*Given exercise*:
Show every line of the listing below that contains the word "tongue". Treat uppercase and lowercase letters as different.

Labeled point records
····················
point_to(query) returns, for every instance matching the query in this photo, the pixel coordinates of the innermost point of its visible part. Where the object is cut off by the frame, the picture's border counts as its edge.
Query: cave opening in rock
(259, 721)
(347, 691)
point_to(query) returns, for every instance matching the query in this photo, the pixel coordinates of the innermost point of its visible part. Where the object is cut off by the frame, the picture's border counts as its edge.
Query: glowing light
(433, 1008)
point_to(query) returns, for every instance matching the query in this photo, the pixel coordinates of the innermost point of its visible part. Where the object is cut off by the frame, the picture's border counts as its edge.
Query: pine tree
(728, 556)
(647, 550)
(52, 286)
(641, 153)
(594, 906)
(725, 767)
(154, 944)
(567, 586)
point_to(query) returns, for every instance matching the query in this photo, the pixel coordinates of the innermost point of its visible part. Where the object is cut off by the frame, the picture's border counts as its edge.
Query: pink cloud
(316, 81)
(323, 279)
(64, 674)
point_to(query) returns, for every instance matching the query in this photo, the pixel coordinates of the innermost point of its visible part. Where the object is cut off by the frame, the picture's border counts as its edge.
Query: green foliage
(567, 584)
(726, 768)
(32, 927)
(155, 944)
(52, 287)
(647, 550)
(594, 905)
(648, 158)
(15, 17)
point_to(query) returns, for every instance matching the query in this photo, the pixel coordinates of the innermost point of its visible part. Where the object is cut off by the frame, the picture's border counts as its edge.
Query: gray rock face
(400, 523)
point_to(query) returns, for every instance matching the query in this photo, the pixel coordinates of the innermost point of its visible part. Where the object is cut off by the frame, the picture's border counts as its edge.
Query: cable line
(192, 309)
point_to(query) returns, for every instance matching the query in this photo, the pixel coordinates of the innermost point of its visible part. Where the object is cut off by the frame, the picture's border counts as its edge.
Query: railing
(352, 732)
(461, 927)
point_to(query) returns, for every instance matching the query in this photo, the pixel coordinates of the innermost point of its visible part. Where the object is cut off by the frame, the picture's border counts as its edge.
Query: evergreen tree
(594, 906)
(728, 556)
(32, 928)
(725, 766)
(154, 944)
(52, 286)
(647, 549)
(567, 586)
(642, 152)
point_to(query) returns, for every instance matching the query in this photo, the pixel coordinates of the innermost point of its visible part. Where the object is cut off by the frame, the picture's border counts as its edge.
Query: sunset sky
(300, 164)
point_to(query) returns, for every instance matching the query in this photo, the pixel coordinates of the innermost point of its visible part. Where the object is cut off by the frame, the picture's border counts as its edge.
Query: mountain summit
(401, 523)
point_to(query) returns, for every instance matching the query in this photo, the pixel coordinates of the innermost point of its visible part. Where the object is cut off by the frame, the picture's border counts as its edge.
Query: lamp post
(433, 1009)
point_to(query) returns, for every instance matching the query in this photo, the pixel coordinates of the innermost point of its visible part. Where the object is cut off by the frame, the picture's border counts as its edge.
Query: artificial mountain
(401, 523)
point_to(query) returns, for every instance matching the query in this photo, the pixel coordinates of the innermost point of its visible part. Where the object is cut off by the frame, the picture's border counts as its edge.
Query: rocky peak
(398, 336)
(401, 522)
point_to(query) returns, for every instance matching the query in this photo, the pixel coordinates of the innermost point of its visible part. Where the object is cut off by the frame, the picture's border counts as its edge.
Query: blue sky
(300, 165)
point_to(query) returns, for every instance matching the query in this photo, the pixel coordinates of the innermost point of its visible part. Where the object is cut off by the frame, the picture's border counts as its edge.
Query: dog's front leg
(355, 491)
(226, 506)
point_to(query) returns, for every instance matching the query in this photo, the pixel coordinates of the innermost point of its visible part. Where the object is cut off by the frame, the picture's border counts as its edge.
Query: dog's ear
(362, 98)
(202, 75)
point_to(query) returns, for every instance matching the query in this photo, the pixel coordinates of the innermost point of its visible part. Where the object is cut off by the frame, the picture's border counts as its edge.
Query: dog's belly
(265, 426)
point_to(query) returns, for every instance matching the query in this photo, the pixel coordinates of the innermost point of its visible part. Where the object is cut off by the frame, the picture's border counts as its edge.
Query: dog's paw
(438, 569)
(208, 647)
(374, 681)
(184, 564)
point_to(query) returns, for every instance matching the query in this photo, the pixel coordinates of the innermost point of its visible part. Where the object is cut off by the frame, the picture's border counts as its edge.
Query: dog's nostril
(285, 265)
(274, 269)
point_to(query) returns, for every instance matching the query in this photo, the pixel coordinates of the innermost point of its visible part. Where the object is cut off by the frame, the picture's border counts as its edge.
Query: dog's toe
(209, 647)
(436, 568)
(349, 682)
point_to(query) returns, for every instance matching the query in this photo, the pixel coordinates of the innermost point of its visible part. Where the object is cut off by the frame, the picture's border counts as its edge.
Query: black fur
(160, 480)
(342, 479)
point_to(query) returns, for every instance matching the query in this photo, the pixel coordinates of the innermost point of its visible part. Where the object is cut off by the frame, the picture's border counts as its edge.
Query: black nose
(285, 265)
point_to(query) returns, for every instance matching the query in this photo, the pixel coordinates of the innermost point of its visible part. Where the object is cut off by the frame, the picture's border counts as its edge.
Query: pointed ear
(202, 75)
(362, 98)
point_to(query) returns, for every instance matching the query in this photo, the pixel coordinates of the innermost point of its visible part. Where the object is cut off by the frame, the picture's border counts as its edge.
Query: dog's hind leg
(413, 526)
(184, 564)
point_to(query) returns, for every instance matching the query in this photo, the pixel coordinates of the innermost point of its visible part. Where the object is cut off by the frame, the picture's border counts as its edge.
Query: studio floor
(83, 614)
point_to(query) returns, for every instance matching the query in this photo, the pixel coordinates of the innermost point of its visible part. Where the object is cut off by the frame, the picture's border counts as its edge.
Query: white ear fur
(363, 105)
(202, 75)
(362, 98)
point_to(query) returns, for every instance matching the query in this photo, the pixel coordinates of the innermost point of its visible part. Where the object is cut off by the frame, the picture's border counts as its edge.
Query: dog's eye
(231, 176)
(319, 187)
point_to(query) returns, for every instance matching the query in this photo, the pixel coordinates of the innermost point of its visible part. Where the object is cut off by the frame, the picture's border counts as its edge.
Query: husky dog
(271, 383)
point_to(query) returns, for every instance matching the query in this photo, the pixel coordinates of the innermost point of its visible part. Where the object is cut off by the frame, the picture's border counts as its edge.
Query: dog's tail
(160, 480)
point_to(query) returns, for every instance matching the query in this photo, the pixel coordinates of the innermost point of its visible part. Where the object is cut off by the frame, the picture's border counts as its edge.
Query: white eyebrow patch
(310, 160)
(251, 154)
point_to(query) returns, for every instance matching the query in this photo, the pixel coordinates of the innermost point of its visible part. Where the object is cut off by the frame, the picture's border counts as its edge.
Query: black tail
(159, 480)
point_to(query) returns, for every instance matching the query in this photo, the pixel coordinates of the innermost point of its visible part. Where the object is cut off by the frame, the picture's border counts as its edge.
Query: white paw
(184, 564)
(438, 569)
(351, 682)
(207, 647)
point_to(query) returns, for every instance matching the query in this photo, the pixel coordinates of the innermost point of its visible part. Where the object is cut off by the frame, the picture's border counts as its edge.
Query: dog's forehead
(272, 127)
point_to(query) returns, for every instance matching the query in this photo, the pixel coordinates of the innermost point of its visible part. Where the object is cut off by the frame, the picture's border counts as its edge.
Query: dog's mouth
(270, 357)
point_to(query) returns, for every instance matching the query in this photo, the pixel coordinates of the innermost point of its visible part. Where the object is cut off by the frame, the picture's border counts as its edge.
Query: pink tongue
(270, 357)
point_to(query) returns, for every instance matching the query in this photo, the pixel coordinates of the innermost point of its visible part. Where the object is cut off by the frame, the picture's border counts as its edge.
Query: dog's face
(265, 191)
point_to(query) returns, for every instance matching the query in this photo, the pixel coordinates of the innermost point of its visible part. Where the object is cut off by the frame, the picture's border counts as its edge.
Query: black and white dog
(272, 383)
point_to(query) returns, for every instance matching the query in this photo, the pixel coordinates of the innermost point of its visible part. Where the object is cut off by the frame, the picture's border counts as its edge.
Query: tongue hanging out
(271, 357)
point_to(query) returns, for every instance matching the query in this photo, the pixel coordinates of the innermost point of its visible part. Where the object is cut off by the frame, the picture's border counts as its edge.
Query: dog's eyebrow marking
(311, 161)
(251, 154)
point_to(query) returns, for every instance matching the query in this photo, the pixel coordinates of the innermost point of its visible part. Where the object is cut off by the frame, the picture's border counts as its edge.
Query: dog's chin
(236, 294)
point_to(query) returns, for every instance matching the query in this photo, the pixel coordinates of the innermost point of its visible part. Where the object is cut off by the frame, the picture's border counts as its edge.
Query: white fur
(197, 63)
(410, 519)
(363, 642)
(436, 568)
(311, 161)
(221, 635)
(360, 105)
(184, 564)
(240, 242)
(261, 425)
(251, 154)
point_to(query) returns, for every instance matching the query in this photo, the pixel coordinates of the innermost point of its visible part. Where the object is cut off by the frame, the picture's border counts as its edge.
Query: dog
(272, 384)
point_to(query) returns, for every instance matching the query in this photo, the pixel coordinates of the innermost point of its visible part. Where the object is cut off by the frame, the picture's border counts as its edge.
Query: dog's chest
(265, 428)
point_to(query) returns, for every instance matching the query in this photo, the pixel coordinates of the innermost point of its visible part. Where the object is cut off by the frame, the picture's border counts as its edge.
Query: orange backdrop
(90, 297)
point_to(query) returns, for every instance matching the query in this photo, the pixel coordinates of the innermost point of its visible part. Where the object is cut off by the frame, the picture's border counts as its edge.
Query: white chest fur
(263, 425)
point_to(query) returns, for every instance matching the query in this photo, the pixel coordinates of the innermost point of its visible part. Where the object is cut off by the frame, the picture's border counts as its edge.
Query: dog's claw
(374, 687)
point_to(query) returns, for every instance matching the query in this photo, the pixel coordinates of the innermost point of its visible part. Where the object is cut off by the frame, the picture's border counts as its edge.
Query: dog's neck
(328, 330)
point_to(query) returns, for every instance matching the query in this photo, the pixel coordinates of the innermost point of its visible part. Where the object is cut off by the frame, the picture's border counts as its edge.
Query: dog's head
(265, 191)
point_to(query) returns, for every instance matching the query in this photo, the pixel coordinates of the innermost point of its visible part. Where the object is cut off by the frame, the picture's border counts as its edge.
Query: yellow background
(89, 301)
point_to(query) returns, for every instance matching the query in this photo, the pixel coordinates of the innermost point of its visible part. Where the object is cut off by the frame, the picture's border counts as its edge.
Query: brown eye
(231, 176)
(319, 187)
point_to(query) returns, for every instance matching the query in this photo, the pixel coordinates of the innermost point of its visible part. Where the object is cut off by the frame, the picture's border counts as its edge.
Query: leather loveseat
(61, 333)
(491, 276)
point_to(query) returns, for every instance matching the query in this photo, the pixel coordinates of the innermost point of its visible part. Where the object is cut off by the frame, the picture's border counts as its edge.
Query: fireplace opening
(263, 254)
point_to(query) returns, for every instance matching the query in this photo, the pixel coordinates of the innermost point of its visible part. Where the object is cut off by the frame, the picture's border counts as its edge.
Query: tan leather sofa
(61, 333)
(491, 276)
····················
*Answer to the task*:
Query: pink tongue
Query: tongue hanging out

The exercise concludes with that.